[START SUPPLIED MATERIAL]

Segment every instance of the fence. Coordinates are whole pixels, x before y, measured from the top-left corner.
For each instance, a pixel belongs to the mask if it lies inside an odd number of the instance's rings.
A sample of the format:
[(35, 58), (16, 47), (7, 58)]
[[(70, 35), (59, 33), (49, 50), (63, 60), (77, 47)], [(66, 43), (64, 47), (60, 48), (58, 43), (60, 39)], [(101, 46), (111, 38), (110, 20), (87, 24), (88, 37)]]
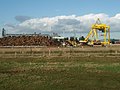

[END SUPPLIED MATERIAL]

• _WHAT IS REQUIRED_
Revise all the items by replacing "fence" with "wall" and leaving everything else unchanged. Omit the pictures from your answer.

• _SOLUTION FOR THIS EXERCISE_
Segment every instance of the wall. Coordinates are whole pixels, x before y, measured from the top-left corner.
For each instance, a pixel belongs to the mask if it lies inside an odd number of the instance's rings.
A sample of the format:
[(35, 58), (16, 47), (7, 58)]
[[(70, 35), (59, 33), (49, 50), (63, 60), (77, 47)], [(66, 43), (64, 47), (60, 48), (58, 43), (60, 39)], [(101, 46), (111, 38), (110, 20), (87, 24), (88, 37)]]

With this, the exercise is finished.